§ **Job**: Pick out each line of the listing below that contains the word "brush" and copy those lines.

# # # # #

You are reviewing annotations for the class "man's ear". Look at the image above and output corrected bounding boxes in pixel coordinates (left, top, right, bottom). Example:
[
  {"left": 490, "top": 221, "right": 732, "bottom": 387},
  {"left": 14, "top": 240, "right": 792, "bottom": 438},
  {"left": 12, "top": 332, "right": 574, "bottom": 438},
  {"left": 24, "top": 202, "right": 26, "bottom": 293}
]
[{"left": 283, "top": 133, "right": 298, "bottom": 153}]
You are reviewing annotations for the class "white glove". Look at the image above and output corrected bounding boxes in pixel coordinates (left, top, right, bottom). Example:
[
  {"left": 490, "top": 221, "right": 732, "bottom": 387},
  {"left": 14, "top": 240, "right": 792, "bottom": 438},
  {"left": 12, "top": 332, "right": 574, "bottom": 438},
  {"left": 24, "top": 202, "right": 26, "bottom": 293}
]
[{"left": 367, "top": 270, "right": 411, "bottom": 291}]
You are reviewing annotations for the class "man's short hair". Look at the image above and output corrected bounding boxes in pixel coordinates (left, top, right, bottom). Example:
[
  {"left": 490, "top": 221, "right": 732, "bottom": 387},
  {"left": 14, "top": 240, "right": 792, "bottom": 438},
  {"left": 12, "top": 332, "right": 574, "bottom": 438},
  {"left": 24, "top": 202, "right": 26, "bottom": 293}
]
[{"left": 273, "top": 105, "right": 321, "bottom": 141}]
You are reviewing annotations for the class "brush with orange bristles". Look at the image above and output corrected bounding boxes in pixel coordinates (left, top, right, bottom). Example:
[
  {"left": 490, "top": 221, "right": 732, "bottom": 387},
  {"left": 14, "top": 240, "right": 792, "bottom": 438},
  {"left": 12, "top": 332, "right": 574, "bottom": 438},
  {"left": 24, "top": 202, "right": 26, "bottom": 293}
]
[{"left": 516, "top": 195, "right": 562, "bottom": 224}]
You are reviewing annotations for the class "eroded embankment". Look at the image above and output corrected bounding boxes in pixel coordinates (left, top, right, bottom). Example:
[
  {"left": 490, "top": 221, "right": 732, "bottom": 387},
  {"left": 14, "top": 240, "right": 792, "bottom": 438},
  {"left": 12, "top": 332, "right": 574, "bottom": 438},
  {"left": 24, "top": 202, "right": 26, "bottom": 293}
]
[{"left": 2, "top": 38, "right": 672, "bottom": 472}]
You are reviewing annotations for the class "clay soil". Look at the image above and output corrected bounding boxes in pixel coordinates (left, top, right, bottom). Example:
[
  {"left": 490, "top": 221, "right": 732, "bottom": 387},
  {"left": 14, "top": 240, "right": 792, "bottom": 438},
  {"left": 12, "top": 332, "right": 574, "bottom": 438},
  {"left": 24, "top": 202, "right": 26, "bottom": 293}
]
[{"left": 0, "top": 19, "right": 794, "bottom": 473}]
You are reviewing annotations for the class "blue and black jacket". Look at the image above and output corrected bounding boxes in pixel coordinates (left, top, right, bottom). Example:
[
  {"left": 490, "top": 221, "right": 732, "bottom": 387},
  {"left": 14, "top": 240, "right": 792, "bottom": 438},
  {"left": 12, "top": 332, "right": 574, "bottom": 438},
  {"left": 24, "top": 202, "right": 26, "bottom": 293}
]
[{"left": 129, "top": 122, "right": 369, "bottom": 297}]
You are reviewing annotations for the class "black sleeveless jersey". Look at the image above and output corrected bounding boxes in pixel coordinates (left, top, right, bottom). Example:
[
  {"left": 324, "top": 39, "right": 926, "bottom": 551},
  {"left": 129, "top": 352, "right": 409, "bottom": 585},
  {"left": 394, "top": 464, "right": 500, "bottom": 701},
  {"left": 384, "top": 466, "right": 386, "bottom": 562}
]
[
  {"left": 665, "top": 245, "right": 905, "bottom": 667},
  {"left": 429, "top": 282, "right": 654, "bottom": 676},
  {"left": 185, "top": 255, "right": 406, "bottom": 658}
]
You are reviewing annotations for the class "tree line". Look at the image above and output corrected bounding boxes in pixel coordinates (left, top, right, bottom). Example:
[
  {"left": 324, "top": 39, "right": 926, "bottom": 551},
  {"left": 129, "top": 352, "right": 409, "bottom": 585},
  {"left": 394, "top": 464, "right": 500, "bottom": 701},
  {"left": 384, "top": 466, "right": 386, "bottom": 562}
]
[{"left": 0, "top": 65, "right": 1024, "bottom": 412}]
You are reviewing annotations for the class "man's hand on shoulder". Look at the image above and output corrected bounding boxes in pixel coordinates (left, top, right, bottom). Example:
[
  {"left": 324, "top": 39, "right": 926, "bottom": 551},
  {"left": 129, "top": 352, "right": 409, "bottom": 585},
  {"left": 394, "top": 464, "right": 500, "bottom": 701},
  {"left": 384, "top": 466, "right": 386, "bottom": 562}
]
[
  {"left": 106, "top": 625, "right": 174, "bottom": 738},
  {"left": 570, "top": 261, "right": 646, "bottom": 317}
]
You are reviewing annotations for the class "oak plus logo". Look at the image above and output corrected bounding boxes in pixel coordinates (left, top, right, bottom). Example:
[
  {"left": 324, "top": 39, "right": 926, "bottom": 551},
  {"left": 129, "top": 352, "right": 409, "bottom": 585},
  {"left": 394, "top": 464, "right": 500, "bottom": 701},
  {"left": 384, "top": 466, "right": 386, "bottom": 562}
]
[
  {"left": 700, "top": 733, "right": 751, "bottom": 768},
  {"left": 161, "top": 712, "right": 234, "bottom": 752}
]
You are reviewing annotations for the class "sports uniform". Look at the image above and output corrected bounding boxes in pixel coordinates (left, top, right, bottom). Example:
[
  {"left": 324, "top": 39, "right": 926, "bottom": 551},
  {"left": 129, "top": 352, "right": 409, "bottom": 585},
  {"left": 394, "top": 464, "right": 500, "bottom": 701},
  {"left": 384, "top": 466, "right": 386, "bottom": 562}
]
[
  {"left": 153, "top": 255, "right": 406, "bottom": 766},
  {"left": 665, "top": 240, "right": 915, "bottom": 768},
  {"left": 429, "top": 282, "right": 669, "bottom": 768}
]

# # # # #

§ **Complete answer**:
You are reviewing annotations for the class "brush with orange bristles". Look at the image above and output corrected bounding boxes in pixel coordinates (left, top, right, bottom). Example:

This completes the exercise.